Task to carry out
Because the entries hold pictures, reproduce only their words, exactly as written.

Provided records
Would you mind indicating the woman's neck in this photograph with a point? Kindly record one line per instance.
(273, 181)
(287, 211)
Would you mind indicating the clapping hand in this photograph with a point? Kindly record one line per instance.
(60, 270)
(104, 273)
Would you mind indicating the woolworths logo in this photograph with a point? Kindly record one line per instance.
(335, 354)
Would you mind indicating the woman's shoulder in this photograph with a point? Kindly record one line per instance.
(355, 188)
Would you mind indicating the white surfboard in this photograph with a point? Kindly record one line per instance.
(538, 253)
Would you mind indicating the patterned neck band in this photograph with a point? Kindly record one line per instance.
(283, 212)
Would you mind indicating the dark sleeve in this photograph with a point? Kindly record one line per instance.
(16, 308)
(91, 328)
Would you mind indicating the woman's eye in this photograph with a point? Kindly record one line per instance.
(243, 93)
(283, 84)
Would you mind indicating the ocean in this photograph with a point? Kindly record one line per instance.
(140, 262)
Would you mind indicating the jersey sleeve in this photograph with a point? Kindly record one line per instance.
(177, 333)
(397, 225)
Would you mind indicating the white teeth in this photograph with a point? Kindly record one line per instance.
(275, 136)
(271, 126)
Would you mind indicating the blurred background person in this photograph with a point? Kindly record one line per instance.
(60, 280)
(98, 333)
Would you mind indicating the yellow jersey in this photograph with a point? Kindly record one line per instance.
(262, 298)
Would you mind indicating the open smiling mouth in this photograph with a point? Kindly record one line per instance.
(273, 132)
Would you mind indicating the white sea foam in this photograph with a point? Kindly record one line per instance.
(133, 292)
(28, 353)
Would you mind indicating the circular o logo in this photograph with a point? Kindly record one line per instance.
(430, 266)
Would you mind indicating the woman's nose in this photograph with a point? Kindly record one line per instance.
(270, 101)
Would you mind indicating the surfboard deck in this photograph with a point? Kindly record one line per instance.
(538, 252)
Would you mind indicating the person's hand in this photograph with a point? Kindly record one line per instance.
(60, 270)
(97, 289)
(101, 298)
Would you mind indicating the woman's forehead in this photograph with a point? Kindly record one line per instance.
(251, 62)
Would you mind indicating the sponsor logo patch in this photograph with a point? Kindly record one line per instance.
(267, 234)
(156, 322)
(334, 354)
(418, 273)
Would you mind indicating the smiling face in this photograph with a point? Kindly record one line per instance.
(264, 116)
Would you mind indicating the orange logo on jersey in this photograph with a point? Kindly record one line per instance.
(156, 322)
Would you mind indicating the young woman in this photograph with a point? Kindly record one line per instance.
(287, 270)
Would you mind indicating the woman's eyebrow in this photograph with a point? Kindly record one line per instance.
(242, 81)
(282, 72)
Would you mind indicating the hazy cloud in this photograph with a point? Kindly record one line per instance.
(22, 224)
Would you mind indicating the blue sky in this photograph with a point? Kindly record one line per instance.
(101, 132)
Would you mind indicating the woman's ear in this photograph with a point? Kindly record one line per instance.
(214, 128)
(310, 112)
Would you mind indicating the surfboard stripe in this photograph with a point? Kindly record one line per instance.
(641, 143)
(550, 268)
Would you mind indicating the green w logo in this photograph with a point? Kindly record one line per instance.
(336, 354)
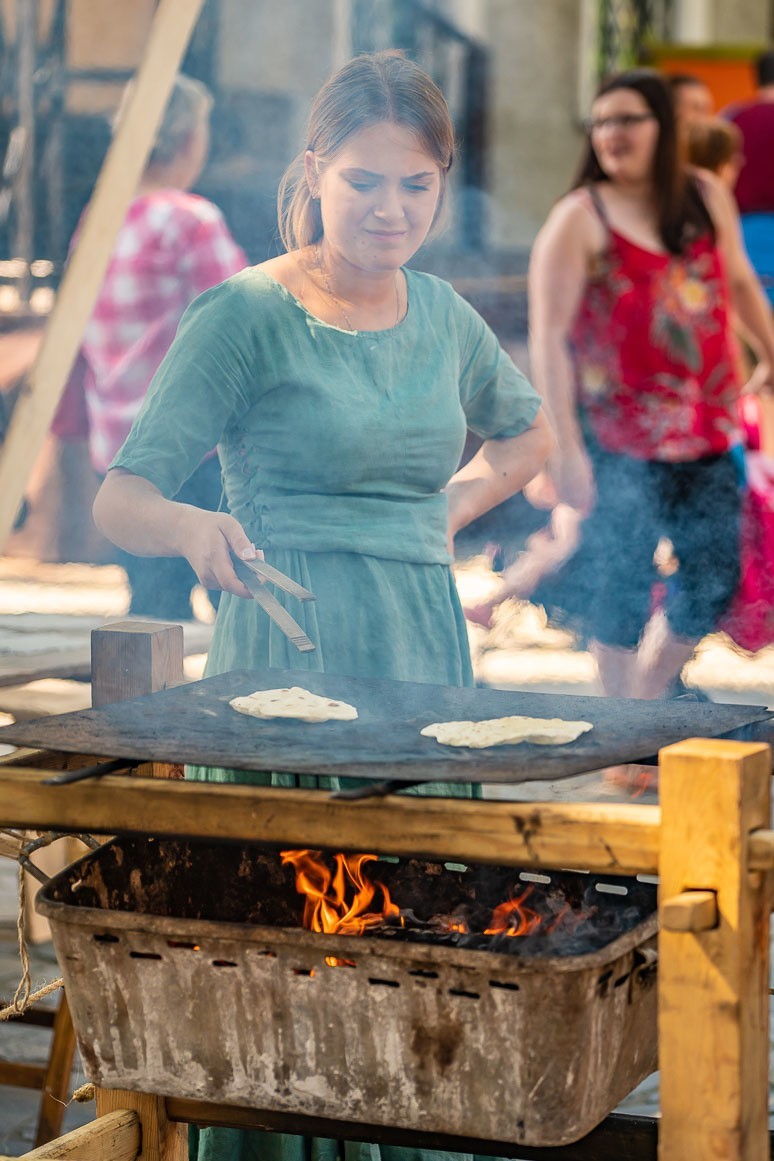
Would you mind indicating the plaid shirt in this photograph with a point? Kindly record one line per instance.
(172, 247)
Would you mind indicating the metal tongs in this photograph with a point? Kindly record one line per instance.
(252, 574)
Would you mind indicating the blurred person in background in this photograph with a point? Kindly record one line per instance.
(754, 188)
(716, 145)
(631, 282)
(693, 99)
(172, 246)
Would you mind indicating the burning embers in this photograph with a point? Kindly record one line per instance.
(564, 914)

Task output
Would you mind indicating the woman's neck in this photograph with a point? Kindly record one line per instance.
(273, 181)
(287, 211)
Would you mind indicating the clapping hand in this photograph with a point? Kindly record one line per instance.
(60, 270)
(104, 273)
Would you mind indicating the woolworths logo in this photograph with a point? Kindly record one line per instance.
(335, 354)
Would you mind indicating the woman's shoulder in this photograph with a point? Kindly record one line per instance.
(355, 188)
Would you mind indicating the white surfboard in this photograph with a point? Kindly record one line per instance.
(538, 253)
Would you mind indicating the patterned neck band in this photograph with a point? Kindly record one line per instance.
(283, 212)
Would you mind indicating the dark sleeve in this photograph with a point? Kindly record one line per instance.
(16, 308)
(91, 328)
Would you mind indicating the woman's eye in this photograph with a point? Kindly record one line per instance.
(243, 93)
(283, 84)
Would you mind indicating the ocean in this photograph with a point? Kindly record one line per instance.
(140, 262)
Would you mind indicating the jersey sleeve in this photograph with a point? Kindly record one line per instance.
(177, 333)
(397, 225)
Would you mind indicating the white teeth in this photograph with a point? Kindly record one line per instance.
(275, 136)
(271, 126)
Would you mind indicating the blurred background person in this photograph with a point? Kindly record one line per instance.
(60, 280)
(98, 333)
Would you mind indicating the yellow jersey in this photograph with a point? Kindly record one line per instance.
(262, 298)
Would you mind indicating the open smiling mouth in this photograph with a point? Kindly record one line per instance.
(273, 132)
Would you mind indicating the white sea foam in this photograph with a point? Kindly record one line per instance.
(133, 292)
(28, 353)
Would you mind indicating the circular o logo in this photograph with a point? Kindly record one line per instance.
(430, 266)
Would you mind indicating the woman's nose in this photograph with a point? Kindly record one line per instance.
(270, 101)
Would you mind indicating the surfboard deck in this photograph with a point? Kindly record one line per instance.
(538, 252)
Would you mind indicating the person's hand in this photograph with a point? Kindly record one line per instance.
(60, 270)
(97, 289)
(101, 298)
Would you mind indicating the woman's forehead in this photograph with a point? Kindly record one line per instance.
(251, 62)
Would you mind indicating the sponsor logo patch in this photograph with a point? Kindly record one line per instance.
(267, 234)
(156, 322)
(334, 354)
(418, 273)
Would you mind indicating the smiling face in this photograph with a point? Kindly record one line per instance.
(264, 116)
Would you mind indicating the orange logo on jersey in this photograph with a point? Kindly record one line per instance.
(156, 322)
Would you mind indicating the young woman in this photograph with a point? Kindly record one line per instance.
(287, 270)
Would you mind indicating the woman's eyebrow in this photograph with a point? Kindly record one line per instance.
(242, 81)
(282, 72)
Would you mind indicating the hazy cloud in this photograph with a point? Kindly record one line per instance.
(22, 224)
Would you mind indicating the blue sky in this photograph with a point? Kindly record one line per instance.
(101, 132)
Would you mind indicating the woman's ear in this photograph with a point? Kindly record one line per instance.
(214, 128)
(310, 112)
Would you mind indicating the surfboard stripe in this photograph with a point? Kindly record one line per instance.
(641, 143)
(550, 268)
Would you mind indicating the green w logo in this photograph with a point? Kindly record one line per instance.
(336, 354)
Would you mind indicating the plaid shirt in this photograph with a point? Kindly record one line per instance.
(172, 247)
Would you mind indicating the metal tongs in this photograph with a point? Kindly record one line per instance.
(252, 574)
Would you mind indicating the blurred person in background in this photograph with a point? Kindly record one line per instance.
(754, 188)
(716, 145)
(631, 282)
(693, 99)
(172, 246)
Would you mind indicating the burning embers in this photograph with a point? Kindly record one line per instance.
(564, 914)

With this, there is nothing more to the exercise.